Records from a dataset
☆ ☆ ☆ ☆ ☆

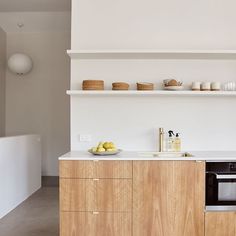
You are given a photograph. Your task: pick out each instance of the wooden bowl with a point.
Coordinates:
(145, 86)
(120, 86)
(93, 85)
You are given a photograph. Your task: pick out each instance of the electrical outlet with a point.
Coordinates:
(85, 138)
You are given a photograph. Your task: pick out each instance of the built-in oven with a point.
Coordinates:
(221, 186)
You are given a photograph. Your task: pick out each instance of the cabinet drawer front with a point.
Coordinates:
(89, 224)
(96, 169)
(95, 194)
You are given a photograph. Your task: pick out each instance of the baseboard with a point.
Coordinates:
(50, 181)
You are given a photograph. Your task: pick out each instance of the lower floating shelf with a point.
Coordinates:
(151, 93)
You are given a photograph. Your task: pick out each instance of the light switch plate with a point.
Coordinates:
(85, 138)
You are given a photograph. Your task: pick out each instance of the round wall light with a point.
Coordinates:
(20, 64)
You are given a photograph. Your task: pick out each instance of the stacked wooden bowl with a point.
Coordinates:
(145, 86)
(120, 86)
(93, 85)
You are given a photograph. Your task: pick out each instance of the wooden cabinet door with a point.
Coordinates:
(96, 169)
(96, 195)
(90, 224)
(168, 198)
(220, 224)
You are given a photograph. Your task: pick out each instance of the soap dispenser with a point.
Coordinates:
(177, 143)
(170, 141)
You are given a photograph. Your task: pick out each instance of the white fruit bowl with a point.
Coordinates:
(105, 153)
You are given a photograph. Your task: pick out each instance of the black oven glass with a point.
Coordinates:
(220, 183)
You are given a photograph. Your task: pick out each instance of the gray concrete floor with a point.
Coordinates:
(37, 216)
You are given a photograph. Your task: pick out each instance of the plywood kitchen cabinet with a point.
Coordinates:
(132, 198)
(95, 224)
(220, 224)
(96, 198)
(168, 198)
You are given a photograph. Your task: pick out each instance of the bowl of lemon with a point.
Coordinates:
(104, 149)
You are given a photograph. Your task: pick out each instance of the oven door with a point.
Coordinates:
(221, 192)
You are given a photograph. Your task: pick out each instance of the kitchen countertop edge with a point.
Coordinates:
(135, 155)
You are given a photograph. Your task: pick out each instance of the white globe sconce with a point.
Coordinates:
(20, 64)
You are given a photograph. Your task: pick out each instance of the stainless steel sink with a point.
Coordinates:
(165, 154)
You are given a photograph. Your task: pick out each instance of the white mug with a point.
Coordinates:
(206, 86)
(196, 86)
(215, 86)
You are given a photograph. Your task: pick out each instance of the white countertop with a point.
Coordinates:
(132, 155)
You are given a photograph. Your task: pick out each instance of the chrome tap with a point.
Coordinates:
(161, 139)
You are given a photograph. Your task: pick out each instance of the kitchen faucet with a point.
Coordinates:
(161, 139)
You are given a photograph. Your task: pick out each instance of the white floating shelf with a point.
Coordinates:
(152, 54)
(151, 93)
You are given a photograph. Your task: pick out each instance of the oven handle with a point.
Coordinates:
(225, 176)
(222, 176)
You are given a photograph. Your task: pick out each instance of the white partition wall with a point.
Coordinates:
(20, 170)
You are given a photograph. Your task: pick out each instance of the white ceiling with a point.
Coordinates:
(35, 21)
(34, 5)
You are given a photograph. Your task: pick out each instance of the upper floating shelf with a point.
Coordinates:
(152, 54)
(152, 93)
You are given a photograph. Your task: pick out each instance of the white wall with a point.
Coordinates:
(20, 170)
(2, 80)
(37, 102)
(132, 122)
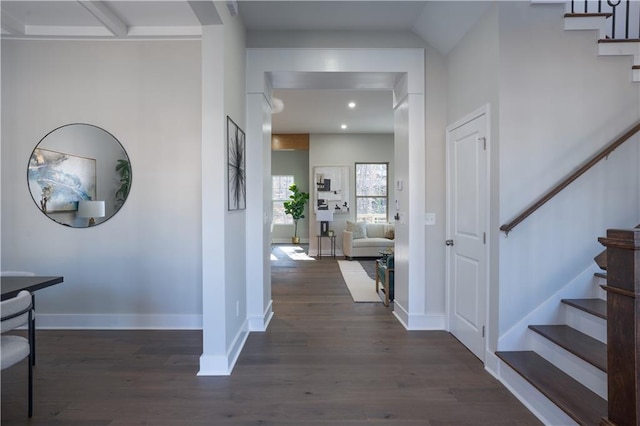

☆ ☆ ☆ ☆ ☆

*Directions for this task*. Your task for the entries above: copy exactly the span starting with the line with "baseboard with a point." and going on through the line with "plate with a point.", both lines included, and nothing else.

*Answer box*.
You are given a photograph. Your task: pick out each instance of the baseboard with a point.
Coordinates:
(50, 181)
You are given a photograph. Your task: pick out each instance of the lower floating shelf with a point.
Coordinates:
(151, 93)
You are given a photograph. Your task: pick out each instance of the light switch plate with a point.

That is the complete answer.